• REQUIRED TASK: Swap "Indicate" for "Mark" throughout all of the records below, and reproduce the rest of every line unchanged.

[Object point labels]
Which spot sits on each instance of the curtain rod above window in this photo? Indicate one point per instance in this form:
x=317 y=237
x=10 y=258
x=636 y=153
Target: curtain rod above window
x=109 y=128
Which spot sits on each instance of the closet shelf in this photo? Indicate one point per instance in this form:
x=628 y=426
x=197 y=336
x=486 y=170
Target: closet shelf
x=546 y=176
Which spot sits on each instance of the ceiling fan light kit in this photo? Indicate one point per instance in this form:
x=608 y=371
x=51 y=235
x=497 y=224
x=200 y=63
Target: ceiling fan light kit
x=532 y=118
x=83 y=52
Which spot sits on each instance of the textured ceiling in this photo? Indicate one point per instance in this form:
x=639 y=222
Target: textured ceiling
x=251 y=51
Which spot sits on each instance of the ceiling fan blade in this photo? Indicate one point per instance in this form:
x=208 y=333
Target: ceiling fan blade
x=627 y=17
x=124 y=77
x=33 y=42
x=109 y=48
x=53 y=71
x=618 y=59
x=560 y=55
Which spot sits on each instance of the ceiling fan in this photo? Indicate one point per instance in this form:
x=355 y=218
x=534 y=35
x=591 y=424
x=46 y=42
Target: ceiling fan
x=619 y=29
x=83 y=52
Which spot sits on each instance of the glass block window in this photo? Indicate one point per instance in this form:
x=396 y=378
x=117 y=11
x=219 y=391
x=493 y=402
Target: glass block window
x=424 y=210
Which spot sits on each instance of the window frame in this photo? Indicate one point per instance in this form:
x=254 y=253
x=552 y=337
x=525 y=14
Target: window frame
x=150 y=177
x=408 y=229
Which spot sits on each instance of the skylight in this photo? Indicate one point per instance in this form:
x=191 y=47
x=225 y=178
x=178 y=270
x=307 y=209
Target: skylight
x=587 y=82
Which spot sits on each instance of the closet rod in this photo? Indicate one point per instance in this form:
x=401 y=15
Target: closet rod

• ANSWER FOR THIS EXERCISE:
Which spot sits on each instance of the curtain rod above window in this photo? Mark one point per instance in this form:
x=317 y=237
x=10 y=258
x=636 y=153
Target: curtain rod above window
x=109 y=128
Which spot sits on each instance of the closet shelf in this photo? Mark one point per instance in this form:
x=628 y=426
x=197 y=336
x=486 y=170
Target: closet shelf
x=546 y=176
Which spot sits on each instance of the ceiling fan light kit in this photo? Mark one point per instance in this form:
x=608 y=371
x=51 y=235
x=497 y=224
x=200 y=63
Target: ceiling fan light kit
x=532 y=118
x=83 y=52
Which spot sits on each instance of the textured ceiling in this photo? Mark one point per instance in this form:
x=639 y=222
Target: textured ceiling
x=251 y=51
Which spot sits on each instance of the ceiling fan blade in this photo? Mark one point per instance in this form:
x=208 y=333
Target: ceiling fan blade
x=627 y=17
x=124 y=77
x=33 y=42
x=109 y=48
x=53 y=71
x=618 y=59
x=560 y=55
Which spot sits on each instance of the ceiling fan in this photo? Mark one point per instance in this form:
x=355 y=218
x=534 y=35
x=591 y=424
x=46 y=42
Target: ceiling fan
x=619 y=29
x=83 y=52
Which spot sits on each instance of the glass block window in this photo? Mark one point per instance in this form:
x=396 y=378
x=117 y=11
x=219 y=391
x=493 y=402
Target: glass block window
x=424 y=210
Which spot sits on each instance of the window frame in this photo? Mark one point per instance in this form:
x=254 y=253
x=552 y=337
x=525 y=14
Target: window frame
x=150 y=177
x=408 y=229
Which spot sits on each instance of the skylight in this photo? Mark one point per instance in this form:
x=191 y=47
x=225 y=178
x=178 y=270
x=307 y=209
Target: skylight
x=587 y=82
Which spot sits on each instance of the closet rod in this photo? Mark one point per instance in this form:
x=401 y=15
Target: closet rod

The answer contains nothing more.